◆ **What you will do**
Lay out the material below as a two-column CSV with the header instruction,points and one row for each line that begins with "Point to". Put each instruction in the first column and all of its coordinate pairs in the second, with each field in double quotes and line breaks turned into spaces.

◆ **Records for the task**
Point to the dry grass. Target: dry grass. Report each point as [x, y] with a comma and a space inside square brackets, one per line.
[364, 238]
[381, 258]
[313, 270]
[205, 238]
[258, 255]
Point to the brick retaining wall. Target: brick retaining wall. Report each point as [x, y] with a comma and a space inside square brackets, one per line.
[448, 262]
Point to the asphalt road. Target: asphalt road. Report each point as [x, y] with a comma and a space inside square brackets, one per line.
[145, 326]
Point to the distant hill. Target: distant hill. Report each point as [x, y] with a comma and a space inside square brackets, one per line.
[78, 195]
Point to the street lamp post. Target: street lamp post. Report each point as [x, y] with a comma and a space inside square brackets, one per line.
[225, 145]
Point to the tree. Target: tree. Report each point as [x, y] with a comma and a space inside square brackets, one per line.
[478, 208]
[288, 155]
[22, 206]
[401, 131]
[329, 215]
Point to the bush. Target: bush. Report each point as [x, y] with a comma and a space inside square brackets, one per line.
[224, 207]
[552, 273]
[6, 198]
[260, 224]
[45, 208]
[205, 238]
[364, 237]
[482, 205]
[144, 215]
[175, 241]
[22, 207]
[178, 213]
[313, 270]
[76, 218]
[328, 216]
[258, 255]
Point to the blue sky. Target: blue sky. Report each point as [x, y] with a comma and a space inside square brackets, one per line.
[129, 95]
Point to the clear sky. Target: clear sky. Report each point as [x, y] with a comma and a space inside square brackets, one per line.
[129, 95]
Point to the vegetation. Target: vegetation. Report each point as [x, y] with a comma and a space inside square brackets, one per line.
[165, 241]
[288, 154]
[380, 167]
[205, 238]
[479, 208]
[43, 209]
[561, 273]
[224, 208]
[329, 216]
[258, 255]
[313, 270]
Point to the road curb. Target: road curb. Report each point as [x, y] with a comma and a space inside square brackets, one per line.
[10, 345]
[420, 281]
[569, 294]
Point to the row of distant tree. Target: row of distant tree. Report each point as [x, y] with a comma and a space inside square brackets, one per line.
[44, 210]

◆ **Complete answer**
instruction,points
"Point to the dry grass. Target: dry grass. Report each point as [x, y] with a comma and a space inside square brackets, one per line.","[364, 238] [381, 258] [313, 270] [205, 238] [258, 255]"
"Point to the brick retaining wall. Target: brick retaining wall. Report each point as [x, y] with a comma and a space inside square brackets, one per line.","[448, 262]"
"Point to the asphalt road. Target: asphalt road. Report each point as [x, y] with a comma and a space inside square brackets, one per line.","[145, 326]"
"Point to the distant hill. Target: distant hill. Report each point as [x, y] with a comma and a space inside square brackets, one per line.","[78, 195]"
"Point to the street lamp post. Target: street lamp post. Report each point as [x, y] with a comma and a space inside square brackets, one per line.","[225, 145]"
"Point to the tree. Target: tree. Report each point as [x, y] with a comma and a space inside square brackets, one per line.","[478, 208] [288, 155] [22, 206] [401, 131] [329, 215]"
"Point to the bush. Target: bush. Report each point as [x, y] with a comma and a space inside square brackets, one per line.","[224, 207] [552, 273] [6, 198] [260, 224] [45, 208] [205, 238] [364, 237] [482, 205] [144, 215] [175, 241] [22, 207] [178, 213] [313, 270] [76, 218] [328, 216] [258, 255]"
"Point to the blue sky. Target: blue sky. Report each point as [x, y] with a comma and a space inside square brackets, one per line.","[129, 95]"
"Point to the clear sky. Target: clear sky. Report each point as [x, y] with a comma and a space inside square brackets, one per line.","[129, 95]"
"Point to the vegetation. Target: vegetation. Report each point as [x, y] with a comma and a space inside square brackets, one per line.","[165, 241] [288, 154] [380, 167] [205, 238] [479, 208] [43, 209] [561, 273] [224, 208] [329, 216] [258, 255] [313, 270]"
"Point to the road curb. Target: road curb. Report each point as [x, y] with a comma and a space inside square brackets, one per line.","[10, 345] [420, 281] [569, 294]"
"Point to the row of distant tree. Target: row of distant tree. Report each point as [x, y] with a comma and a space inside square brackets, one per line.","[44, 210]"